**** EXERCISE INPUT ****
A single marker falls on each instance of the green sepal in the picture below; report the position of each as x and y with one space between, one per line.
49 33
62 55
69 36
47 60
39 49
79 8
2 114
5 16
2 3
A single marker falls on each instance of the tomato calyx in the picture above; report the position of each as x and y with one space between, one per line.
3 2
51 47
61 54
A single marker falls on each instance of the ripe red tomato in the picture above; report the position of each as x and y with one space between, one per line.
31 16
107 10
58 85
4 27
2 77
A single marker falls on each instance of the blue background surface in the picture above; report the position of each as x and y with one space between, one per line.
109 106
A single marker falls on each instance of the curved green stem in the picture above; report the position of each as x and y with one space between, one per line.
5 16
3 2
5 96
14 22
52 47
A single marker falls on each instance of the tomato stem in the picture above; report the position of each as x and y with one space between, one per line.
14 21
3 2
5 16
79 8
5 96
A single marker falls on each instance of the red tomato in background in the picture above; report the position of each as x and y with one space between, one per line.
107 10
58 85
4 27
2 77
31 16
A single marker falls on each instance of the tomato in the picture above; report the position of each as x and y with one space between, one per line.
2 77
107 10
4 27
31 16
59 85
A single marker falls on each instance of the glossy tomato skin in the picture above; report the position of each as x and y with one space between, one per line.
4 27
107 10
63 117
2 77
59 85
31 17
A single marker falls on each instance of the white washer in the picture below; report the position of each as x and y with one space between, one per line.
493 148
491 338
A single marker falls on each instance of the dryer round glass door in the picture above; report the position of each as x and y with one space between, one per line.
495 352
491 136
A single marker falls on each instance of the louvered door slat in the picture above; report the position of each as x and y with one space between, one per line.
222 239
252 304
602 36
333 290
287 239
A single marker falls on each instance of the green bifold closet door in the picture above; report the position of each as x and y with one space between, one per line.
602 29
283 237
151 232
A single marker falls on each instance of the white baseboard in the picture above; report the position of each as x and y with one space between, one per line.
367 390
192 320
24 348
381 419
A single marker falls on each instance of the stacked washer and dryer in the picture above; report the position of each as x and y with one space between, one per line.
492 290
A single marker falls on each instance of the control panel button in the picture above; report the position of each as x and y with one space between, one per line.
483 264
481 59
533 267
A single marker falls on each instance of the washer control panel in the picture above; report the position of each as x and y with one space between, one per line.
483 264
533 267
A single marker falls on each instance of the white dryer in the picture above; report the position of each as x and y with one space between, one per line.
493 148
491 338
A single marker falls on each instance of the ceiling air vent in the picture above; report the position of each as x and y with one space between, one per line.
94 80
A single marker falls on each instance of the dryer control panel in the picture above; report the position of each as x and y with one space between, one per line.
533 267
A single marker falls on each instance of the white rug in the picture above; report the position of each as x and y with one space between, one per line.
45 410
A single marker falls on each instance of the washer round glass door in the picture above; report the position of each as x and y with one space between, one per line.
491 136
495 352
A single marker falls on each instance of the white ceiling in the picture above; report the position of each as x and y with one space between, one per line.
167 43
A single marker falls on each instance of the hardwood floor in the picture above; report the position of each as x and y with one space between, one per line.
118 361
****
| DIRECTION |
Rewrite every one of the rows above as a numbered list, leaving out any blank lines.

| EXERCISE OUTPUT |
1. A single marker falls on each instance of the green sepal in the picture below; report the position of each as x and y with one space between, one per line.
2. 49 33
3. 62 55
4. 69 36
5. 47 60
6. 39 49
7. 79 8
8. 2 114
9. 5 16
10. 2 3
11. A single marker falls on each instance of the tomato calyx in the picture above; report the position of each as x and y with one space between, one per line.
12. 3 2
13. 51 47
14. 61 54
15. A single marker falls on each instance of the ripe red tomato in the picture above; report the position of each as x and y with one space between, one per line.
16. 31 16
17. 107 10
18. 58 85
19. 4 27
20. 2 77
21. A single marker falls on each instance of the blue background surface in the picture above; report the position of each as x and y with one space between, one per line.
22. 109 106
23. A single marker falls on each instance of the curved green stem in the picture above; report the position of each as x and y with one space between, one per line.
24. 5 16
25. 3 2
26. 5 96
27. 14 22
28. 52 47
29. A single marker falls on each instance of the tomato stem in the picture above; report the position of each as x and y with one space between, one per line.
30. 14 21
31. 3 2
32. 5 16
33. 79 8
34. 5 96
35. A single marker falls on each instance of the red tomato in background in the picture above; report the position of each as x and y with one space between, one per line.
36. 107 10
37. 58 85
38. 4 27
39. 2 77
40. 31 16
41. A single marker falls on each instance of the tomato in the picture above; report the position of each as x and y with one space between, one per line.
42. 2 77
43. 107 10
44. 4 27
45. 31 16
46. 59 85
47. A single marker falls on each instance of the glossy tomato skin in the picture above; report the position of each as x and y with one space between, one per line.
48. 4 27
49. 107 10
50. 63 117
51. 2 77
52. 59 85
53. 31 17
54. A single marker falls on each instance of the white washer in the picture below; report the position of each as x and y with one space between, one per line.
55. 493 148
56. 491 338
57. A single marker falls on each instance of the dryer round glass door in the picture above; report the position of each as x and y with one space between, one per line.
58. 495 352
59. 491 136
60. A single marker falls on each instance of the louvered door slat in the picture above; report the position of each as x and y with one space between, one per line.
61. 222 239
62. 252 304
63. 602 36
64. 333 290
65. 287 239
66. A single marker falls on each instance of the green bifold closet door in the picture above; report the position of each as x and y with one space between, one per line.
67. 602 29
68. 283 237
69. 151 232
70. A single marker falls on each instance of the white baseboard in the picture above; report the position of each as x and y with one space between, one per line.
71. 367 390
72. 192 320
73. 24 348
74. 381 419
75. A single marker falls on each instance of the stacked washer and dryer in the picture above; report the position of each as x and y with one space between, one per line.
76. 492 290
77. A single marker falls on each instance of the control panel button in the picture above; report the position of each as x and y with one space between, one per line.
78. 483 264
79. 481 59
80. 533 267
81. A single marker falls on each instance of the washer control panel in the picture above; report the position of each as x and y with one space between, one per line.
82. 483 264
83. 533 267
84. A single marker falls on each instance of the white dryer in the picture above; report the position of each as x and y with one space between, one per line.
85. 493 148
86. 491 338
87. A single marker falls on each instance of the ceiling air vent in the picture above; report the position of each as x and y with one space between, one per line.
88. 94 80
89. A single marker falls on each instance of the dryer control panel in the picture above; report the position of each as x and y with one space between, one per line.
90. 533 267
91. A single marker falls on each instance of the white rug in the picture above; report the position of each as x and y with one space between, one per line.
92. 45 410
93. A single marker falls on each instance of the washer round glass door in the picture above; report the position of each as x and y with one space between, one per line.
94. 491 136
95. 495 352
96. A single marker falls on each instance of the white ceiling in the picture above; report the position of each as x and y with one space between, one per line.
97. 167 43
98. A single marker falls on each instance of the hardwood floor in the picture above; report the position of each as x and y with one space between, one per line.
99. 118 361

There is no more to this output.